Would I be right to think that after I cut a tree down, that if I use the chainsaw to cut down into the stump that I should sharpen the chain to a straight across angle?(no angle to it as you do if you are using it to rip lumber from the logs.) As the downward cutting action would be ripping as opposed to crosscut.
Allan

Snag

I believe the answer to be yes if I understood correctly.  How much sawing are you going to be doing like that?  You dont necessarily have to have a ripping chain, just works better.  If you wont be doing much of it, I wouldnt bother.

Raphael

  I suppose it depends on why you are ripping the stump in the first place and the size of your chainsaw.

If you are just quartering a few stumps to make firewood handling easier, I'd stick with the stock chain angle unless you find your saw really can't handle the job, then I'd try grinding at 20 or 25° next and see if I could come up with a working balance between ripping and crosscutting.

* _Problem requirements_
Write the next part of the chainsaw chain-sharpening discussion, picking up after its final sentence.

* _Material shown_
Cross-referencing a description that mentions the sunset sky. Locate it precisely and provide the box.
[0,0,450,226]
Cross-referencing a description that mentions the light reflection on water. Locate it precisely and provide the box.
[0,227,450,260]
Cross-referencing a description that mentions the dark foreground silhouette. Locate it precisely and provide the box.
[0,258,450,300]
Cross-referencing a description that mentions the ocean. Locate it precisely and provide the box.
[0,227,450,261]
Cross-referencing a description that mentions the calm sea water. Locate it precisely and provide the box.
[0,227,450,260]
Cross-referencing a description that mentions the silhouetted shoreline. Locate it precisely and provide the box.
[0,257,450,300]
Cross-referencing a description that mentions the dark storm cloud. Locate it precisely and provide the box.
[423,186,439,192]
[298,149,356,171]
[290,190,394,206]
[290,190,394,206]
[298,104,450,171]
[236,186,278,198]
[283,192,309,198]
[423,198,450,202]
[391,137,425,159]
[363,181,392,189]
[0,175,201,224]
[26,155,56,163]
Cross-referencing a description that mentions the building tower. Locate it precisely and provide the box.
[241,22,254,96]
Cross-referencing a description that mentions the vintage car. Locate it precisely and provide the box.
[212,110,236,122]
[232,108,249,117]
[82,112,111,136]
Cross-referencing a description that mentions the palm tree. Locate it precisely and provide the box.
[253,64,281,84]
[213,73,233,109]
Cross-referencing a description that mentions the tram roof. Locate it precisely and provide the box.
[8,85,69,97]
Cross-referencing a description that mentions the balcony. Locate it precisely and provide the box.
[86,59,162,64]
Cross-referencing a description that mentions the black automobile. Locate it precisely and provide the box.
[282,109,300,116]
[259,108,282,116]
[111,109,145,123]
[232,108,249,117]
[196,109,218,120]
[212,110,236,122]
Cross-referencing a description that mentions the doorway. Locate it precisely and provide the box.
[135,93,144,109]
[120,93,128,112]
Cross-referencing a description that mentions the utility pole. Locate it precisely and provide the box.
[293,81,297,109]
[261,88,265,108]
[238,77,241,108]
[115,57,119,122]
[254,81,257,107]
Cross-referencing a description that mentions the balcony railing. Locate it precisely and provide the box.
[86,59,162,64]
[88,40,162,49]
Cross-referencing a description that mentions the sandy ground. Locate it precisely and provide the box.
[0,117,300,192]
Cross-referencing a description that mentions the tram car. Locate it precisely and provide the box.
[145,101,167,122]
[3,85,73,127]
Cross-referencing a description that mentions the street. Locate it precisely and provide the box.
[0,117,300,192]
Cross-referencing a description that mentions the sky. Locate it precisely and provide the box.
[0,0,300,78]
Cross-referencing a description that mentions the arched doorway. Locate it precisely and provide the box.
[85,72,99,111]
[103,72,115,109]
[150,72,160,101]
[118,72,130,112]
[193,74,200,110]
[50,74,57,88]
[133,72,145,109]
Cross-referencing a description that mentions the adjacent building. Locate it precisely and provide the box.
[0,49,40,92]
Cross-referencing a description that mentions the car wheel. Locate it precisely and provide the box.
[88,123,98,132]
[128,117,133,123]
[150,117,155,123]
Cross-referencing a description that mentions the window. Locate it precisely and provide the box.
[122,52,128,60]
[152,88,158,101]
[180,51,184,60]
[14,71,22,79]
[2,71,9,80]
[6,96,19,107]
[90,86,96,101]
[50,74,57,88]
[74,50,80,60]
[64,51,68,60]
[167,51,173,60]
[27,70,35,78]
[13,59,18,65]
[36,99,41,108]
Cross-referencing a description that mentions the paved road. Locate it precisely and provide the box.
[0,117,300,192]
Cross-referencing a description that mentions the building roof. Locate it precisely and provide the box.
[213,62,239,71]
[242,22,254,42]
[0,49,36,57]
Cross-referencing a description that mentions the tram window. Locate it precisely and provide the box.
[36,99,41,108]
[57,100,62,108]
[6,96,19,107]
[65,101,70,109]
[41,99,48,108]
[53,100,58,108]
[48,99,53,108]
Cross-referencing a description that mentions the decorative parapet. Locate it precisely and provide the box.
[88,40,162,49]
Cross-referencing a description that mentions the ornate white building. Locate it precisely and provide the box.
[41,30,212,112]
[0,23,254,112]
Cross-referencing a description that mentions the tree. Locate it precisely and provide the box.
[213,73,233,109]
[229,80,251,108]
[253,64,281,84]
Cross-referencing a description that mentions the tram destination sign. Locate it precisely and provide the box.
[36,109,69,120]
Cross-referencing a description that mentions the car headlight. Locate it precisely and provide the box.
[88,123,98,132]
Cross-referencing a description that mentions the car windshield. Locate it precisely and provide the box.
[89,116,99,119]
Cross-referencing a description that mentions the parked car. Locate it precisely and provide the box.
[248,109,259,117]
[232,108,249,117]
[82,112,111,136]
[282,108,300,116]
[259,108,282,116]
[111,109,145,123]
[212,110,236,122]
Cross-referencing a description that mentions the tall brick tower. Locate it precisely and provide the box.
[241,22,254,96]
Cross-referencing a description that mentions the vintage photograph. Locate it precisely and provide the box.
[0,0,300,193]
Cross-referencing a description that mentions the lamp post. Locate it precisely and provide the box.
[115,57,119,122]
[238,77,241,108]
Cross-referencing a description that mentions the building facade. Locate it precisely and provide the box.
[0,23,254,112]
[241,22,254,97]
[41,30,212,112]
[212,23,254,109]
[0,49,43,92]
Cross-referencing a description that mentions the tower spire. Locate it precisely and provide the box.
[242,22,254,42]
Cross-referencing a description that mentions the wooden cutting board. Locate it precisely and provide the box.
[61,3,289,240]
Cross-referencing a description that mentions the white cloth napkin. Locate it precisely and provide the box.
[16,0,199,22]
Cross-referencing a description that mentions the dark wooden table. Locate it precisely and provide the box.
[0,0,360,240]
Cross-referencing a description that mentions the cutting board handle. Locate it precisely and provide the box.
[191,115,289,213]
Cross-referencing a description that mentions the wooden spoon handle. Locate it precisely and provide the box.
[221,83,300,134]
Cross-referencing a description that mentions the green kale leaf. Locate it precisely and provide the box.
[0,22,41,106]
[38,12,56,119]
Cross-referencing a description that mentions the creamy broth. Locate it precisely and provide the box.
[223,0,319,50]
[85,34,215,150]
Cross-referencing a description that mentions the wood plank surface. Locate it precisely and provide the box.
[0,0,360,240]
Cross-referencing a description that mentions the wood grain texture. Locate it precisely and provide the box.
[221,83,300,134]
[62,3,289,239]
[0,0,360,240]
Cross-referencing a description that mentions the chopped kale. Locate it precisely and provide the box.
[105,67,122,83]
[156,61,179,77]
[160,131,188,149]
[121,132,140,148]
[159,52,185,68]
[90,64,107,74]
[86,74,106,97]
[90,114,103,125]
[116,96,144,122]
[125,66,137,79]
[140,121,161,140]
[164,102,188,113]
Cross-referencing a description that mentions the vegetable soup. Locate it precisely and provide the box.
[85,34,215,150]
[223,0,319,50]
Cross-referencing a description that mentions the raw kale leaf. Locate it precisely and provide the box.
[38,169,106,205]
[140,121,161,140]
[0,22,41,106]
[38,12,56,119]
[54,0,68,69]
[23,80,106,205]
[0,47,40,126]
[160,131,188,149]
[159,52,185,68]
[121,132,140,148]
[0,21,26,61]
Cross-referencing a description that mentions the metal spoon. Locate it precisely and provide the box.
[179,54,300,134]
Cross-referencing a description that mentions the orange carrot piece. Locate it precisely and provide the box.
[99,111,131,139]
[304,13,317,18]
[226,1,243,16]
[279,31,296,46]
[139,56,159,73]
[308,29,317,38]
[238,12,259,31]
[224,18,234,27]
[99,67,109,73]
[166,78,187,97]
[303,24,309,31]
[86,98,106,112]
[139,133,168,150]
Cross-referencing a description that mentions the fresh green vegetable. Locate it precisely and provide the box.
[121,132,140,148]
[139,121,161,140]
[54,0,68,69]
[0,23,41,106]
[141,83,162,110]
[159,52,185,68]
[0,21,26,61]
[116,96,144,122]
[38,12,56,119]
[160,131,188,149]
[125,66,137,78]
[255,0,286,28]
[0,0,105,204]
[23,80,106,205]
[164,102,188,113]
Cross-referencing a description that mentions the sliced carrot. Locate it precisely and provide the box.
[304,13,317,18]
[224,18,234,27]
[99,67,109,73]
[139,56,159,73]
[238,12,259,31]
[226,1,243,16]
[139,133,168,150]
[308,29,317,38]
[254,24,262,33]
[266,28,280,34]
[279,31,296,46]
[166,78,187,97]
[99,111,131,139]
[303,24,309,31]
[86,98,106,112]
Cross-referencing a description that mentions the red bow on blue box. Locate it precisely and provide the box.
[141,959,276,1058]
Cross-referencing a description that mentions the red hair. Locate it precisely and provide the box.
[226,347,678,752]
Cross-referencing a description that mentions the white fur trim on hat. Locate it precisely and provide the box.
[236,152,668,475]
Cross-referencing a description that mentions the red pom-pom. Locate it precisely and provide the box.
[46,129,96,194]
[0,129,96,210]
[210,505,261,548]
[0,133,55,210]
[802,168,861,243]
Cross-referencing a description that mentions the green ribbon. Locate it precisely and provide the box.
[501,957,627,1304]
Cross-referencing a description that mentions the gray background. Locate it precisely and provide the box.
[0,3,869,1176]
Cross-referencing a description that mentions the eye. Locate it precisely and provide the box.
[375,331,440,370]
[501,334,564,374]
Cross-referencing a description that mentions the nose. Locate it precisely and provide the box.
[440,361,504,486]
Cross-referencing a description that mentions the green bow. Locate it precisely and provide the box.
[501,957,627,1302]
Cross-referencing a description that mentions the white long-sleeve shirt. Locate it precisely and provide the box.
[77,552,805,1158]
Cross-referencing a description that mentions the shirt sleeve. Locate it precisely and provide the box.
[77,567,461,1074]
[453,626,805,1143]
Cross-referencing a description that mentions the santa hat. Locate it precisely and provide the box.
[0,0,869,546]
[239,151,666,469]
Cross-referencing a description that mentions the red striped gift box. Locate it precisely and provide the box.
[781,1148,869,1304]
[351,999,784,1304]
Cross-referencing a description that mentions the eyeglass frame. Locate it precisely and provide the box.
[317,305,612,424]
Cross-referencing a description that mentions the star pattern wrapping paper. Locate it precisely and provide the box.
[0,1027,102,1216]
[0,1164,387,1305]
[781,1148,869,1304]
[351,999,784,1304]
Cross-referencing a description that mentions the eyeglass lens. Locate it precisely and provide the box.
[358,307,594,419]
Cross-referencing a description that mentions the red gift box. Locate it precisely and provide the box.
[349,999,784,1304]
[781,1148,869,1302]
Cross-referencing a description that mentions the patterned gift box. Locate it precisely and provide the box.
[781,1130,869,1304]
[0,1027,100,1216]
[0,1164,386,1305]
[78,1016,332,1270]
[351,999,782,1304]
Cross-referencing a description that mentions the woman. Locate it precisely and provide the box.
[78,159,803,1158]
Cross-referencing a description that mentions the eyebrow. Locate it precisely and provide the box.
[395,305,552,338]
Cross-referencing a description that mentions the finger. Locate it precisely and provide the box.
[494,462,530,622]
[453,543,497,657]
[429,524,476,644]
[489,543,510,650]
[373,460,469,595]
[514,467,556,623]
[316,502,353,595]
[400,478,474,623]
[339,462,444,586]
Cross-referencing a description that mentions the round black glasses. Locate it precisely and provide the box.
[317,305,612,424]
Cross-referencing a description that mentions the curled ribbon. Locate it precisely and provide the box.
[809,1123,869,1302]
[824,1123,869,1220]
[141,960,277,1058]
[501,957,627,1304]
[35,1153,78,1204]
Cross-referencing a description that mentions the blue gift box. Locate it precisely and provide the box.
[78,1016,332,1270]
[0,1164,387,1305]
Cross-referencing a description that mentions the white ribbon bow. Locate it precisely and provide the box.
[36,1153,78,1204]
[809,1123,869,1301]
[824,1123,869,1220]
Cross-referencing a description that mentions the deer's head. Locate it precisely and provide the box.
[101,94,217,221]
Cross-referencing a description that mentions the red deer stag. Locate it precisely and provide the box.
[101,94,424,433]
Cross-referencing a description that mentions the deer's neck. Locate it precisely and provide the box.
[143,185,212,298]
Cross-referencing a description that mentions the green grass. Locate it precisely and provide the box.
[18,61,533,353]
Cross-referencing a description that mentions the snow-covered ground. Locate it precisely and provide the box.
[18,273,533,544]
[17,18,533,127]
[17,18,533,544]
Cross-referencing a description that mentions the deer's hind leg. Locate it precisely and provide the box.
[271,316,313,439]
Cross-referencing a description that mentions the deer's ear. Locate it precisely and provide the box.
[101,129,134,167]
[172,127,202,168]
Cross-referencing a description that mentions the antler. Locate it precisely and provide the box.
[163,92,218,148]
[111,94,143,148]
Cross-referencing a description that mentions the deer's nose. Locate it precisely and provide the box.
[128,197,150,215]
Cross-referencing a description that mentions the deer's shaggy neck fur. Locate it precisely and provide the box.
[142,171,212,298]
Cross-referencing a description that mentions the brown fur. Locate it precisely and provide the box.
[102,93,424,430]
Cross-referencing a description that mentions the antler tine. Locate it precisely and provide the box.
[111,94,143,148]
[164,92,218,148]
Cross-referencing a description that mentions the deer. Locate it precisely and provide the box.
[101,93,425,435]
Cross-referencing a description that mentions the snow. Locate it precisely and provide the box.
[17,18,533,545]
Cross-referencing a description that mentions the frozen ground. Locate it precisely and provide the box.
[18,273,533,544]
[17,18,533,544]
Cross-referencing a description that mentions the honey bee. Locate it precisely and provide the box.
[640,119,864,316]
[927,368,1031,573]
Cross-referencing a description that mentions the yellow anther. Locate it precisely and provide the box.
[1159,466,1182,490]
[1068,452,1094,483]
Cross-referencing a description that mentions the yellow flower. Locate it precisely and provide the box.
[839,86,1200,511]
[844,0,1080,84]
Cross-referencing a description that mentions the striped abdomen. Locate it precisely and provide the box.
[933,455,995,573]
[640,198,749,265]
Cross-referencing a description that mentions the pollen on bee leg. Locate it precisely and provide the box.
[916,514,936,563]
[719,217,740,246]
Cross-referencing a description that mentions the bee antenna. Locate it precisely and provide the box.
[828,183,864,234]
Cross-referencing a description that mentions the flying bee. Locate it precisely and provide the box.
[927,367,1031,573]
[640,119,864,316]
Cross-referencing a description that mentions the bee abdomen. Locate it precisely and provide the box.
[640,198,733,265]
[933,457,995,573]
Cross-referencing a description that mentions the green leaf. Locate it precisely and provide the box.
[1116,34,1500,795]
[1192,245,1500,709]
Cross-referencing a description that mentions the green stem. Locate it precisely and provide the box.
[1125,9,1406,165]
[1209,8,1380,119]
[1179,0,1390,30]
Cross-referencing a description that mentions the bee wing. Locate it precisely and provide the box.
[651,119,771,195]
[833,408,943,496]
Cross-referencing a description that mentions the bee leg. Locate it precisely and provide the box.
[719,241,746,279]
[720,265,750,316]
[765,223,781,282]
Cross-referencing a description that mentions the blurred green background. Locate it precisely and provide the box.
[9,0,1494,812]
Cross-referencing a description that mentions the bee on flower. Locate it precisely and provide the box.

* _Task output_
If you are ripping flicthes that's another story and you'll want  a smooth cutting ripping chain.  My ripping chains are ground to a 10° top plate angle.
... he was middle aged,
and the truth hit him like a man with no parachute.
--Godley & Creme

Stihl 066, MS 362 C-M & 24+ feet of Logosol M7 mill

Snag


bedlam

I have a Johnsured 2054 with 16 inch bar. Id be doing alot. enough stumps, that if the saw is toast when im done thats well worth the money as well.
What I am doing is, after using the chainsaw to down the tree, (crosscut). I have the stump which I have cut as close to the ground as possible.
I want to then cut downward into it hopefully below grade. This would then be cutting with the grain(rip cut).
When you use the chainsaw to"rip" cut such as with a beam maker or other device to rip logs down to lumber, they sell or you can re-cut the teeth so they are 90 degrees rather than the original angle.
I plan to use an older used chain and grind the teeth , in the machine sharpener to 90 degrees.
Even with a freshly sharpened chain it is slow going when you cut with the grain.
I didn't know if anyone has changed theirs or any other tricks to get the stumps cut to below grade.
I think, if the square cut teeth would work Id change the angle with each sharpening, till they are at 90 degrees , instead of one big change.
Thanks
Allan

Raphael

  I'd save my time, my saw and my back by renting a stump grinder.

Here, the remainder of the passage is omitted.